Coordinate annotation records

◇ ◇ ◇

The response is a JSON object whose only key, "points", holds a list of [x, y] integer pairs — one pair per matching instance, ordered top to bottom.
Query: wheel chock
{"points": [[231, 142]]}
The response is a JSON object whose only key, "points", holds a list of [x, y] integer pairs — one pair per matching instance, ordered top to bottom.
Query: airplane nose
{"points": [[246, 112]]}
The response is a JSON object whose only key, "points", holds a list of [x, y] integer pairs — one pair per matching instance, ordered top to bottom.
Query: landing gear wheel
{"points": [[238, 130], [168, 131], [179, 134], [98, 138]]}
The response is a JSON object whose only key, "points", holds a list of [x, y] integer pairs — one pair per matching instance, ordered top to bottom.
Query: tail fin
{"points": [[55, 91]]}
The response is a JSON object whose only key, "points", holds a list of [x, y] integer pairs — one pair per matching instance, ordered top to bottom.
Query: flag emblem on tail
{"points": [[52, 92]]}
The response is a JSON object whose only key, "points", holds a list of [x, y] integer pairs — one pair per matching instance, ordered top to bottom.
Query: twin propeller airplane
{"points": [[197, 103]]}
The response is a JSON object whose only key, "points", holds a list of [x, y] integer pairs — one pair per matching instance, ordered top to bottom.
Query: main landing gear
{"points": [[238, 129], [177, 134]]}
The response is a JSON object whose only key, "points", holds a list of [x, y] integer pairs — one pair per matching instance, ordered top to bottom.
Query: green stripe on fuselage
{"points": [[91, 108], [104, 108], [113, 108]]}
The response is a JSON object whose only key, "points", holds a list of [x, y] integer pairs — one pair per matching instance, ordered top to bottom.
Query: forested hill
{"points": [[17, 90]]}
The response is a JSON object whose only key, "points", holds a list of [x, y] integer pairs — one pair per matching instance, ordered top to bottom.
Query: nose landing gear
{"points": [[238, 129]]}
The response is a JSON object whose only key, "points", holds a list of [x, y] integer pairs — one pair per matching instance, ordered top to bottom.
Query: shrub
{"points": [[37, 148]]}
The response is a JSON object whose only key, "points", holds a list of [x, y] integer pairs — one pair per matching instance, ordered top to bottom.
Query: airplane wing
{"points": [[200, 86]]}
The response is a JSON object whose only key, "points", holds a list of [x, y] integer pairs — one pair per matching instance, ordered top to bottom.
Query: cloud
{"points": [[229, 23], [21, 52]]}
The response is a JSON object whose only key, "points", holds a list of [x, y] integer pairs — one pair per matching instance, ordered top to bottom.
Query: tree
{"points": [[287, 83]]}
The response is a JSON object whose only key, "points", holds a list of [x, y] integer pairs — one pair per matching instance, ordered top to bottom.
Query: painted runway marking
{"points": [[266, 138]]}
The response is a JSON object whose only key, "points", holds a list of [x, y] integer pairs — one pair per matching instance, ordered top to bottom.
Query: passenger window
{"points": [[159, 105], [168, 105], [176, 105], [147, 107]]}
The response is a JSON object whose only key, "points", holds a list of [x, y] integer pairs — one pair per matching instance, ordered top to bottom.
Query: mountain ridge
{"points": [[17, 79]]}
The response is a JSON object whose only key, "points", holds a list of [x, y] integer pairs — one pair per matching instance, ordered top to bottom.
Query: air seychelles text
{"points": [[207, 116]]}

◇ ◇ ◇

PROMPT - Extract all of the data above without altering anything.

FINAL RESULT -
The response is a JSON object whose only key, "points", holds a list of [x, y] integer pairs — one pair per matching instance, ordered top to bottom.
Query: wheel chock
{"points": [[231, 142]]}
The response is a JSON object whose only key, "points", holds a list of [x, y] integer pairs — one pair per matching instance, ordered top to bottom.
Query: airplane nose
{"points": [[246, 112]]}
The response is a JSON object whose only key, "points", holds a list of [x, y] integer pairs — one pair per matching instance, ordered top to bottom.
Query: landing gear wheel
{"points": [[238, 130], [168, 131], [179, 134], [98, 138]]}
The response is a JSON object whose only key, "points", holds a list of [x, y] integer pairs — one pair per matching instance, ordered top to bottom.
Query: tail fin
{"points": [[55, 91]]}
The response is a JSON object whose only key, "points", holds a list of [x, y] integer pairs — one pair per matching instance, ordered top to bottom.
Query: flag emblem on tail
{"points": [[52, 92]]}
The response is a JSON object whose only key, "points", holds a list of [x, y] integer pairs — one pair per matching instance, ordered top to bottom.
Query: twin propeller airplane
{"points": [[197, 103]]}
The response is a JSON object whose only key, "points", holds a list of [x, y] integer pairs — one pair per matching instance, ordered top to bottom.
Query: main landing gear
{"points": [[238, 129], [177, 134]]}
The response is a JSON object whose only key, "points", holds a list of [x, y] integer pairs — one pair per matching instance, ordered top to bottom.
Query: green stripe on fuselage
{"points": [[91, 108], [104, 108], [113, 108]]}
The response is a JSON object whose only key, "points", holds a list of [x, y] integer pairs — one pair per matching instance, ordered top to bottom.
Query: forested hill
{"points": [[17, 90]]}
The response is a JSON object whose only key, "points", holds a list of [x, y] integer pairs — one pair per matching instance, ordered top to bottom.
Query: nose landing gear
{"points": [[238, 129]]}
The response is a JSON object whose only key, "points", holds a list of [x, y] integer pairs — one pair per matching instance, ordered top to bottom.
Query: shrub
{"points": [[37, 148]]}
The response is a JSON object whose only key, "points", holds a list of [x, y] integer pairs — one pair per matching instance, ordered top to bottom.
Query: airplane wing
{"points": [[200, 86]]}
The response is a JSON object whose only key, "points", holds a list of [x, y] integer pairs — one pair per matching instance, ordered top to bottom.
Query: cloud
{"points": [[229, 23], [21, 52]]}
The response is a JSON object whose only key, "points", holds a list of [x, y] integer pairs — one pair per matching instance, ordered top to bottom.
Query: tree
{"points": [[287, 83]]}
The response is a JSON object whose only key, "points", holds a list of [x, y] integer pairs — one pair per matching instance, ordered top to bottom.
Query: painted runway marking
{"points": [[266, 138]]}
The response is a JSON object whose only key, "points", holds a list of [x, y] integer pairs — one pair per matching instance, ordered top to bottom.
Query: passenger window
{"points": [[159, 105], [168, 105], [176, 105], [147, 107]]}
The response is a JSON object whose only key, "points", holds a list of [x, y] integer pairs — one pair per matching instance, ordered top to bottom.
Query: mountain ridge
{"points": [[17, 79]]}
The response is a JSON object whose only key, "points", holds a list of [x, y] integer pairs — one pair per matching instance, ordered top to bottom.
Query: air seychelles text
{"points": [[207, 116]]}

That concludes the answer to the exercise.